**SET PROBLEM A**
According to the article on Anonymous's anti-ISIS campaign, in what city was the WWE "Survivor Series" event held?

**EXTRACT TO READ**
____________________
Hacker th3j35t3r, who has long been critical of Anonymous’s brand of hacktivism, says that so far Anonymous’s anti-ISIS campaign has been a “comedy of errors” that should (but probably won’t) hurt its reputation. He also notes that Anonymous have shown a comical inability to accurately identify actual ISIS accounts.

“It’s also worth mentioning they constantly demonstrate they have no idea who is who within the threatscape when they start targeting,” he writes. “They’re crying and whining about a bunch of Cloudflare clients who they claim are ISIS. The irony is most of the sites on their list are Kurds (who are more anti-ISIS than anyone); Palestinian (who are scared s—less of ISIS; Iranian (also anti-ISIS); Chechen (couldn’t give a f— about ISIS).”‘

Anonymous over the weekend also released a report claiming that it had credible intelligence of multiple terror attacks that were set to be carried out across the world on Sunday. One alleged plot involved attacking a WWE “Survivor Series” event in Atlanta that went on last night without any incidents. The event’s planners told The Washington Post that they decided to beef up security for the event even though “federal, state and local law enforcement authorities have confirmed there is no specific or credible information involving a threat” against it.

Even though Anonymous’s intentions seem noble here, really good intelligence work is about separating the actual threats from all the noise that’s out there on the web. Anonymous seems to be jumping at everything that seems ISIS-related at the moment, which is obviously a dangerous thing to do because it creates a sense of threat fatigue — that is, when lots of alleged threats are shown to have been unfounded, it leaves us unprepared for genuine ones.
____________________
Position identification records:
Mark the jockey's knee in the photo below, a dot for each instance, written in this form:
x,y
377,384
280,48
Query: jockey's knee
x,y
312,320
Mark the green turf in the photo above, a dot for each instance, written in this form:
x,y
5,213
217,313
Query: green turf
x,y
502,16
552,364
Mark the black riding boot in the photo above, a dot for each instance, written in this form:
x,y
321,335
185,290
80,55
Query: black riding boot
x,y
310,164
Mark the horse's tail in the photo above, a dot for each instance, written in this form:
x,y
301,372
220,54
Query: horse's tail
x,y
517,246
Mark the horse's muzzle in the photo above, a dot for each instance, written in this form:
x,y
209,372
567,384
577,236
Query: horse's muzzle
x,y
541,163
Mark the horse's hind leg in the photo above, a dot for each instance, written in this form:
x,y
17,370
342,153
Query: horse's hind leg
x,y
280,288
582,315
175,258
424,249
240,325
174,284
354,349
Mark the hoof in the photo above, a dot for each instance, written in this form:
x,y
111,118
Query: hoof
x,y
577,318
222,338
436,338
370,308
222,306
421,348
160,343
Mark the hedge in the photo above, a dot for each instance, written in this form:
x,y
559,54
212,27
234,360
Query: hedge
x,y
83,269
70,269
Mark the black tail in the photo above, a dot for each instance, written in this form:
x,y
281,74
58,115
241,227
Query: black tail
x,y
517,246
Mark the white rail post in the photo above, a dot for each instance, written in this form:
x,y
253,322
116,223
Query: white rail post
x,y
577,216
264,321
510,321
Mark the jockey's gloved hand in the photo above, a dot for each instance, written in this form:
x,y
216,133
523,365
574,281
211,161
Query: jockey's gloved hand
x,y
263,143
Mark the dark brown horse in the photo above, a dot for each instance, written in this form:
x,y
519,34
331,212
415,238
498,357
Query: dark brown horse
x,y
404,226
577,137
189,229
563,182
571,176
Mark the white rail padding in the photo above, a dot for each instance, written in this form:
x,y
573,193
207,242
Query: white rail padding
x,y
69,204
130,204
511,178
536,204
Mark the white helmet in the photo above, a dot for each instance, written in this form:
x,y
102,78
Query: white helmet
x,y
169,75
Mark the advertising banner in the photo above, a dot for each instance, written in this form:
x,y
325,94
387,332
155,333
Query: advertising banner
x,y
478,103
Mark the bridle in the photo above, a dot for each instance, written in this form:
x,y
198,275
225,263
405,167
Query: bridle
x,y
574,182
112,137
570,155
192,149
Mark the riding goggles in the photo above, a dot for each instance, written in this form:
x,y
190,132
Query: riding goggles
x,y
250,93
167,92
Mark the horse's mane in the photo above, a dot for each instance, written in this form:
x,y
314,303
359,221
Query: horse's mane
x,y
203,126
____________________
**SET PROBLEM B**
Format the rows from the line containing "Mark the bridle" through the last line of the rows, inclusive, as a JSON list of strings with one string per line, leaving out any blank lines.

**EXERCISE OUTPUT A**
Atlanta

**EXERCISE OUTPUT B**
[
  "Mark the bridle in the photo above, a dot for each instance, written in this form:",
  "x,y",
  "198,275",
  "225,263",
  "405,167",
  "Query: bridle",
  "x,y",
  "574,182",
  "112,137",
  "570,155",
  "192,149",
  "Mark the riding goggles in the photo above, a dot for each instance, written in this form:",
  "x,y",
  "190,132",
  "Query: riding goggles",
  "x,y",
  "250,93",
  "167,92",
  "Mark the horse's mane in the photo above, a dot for each instance, written in this form:",
  "x,y",
  "314,303",
  "359,221",
  "Query: horse's mane",
  "x,y",
  "203,126"
]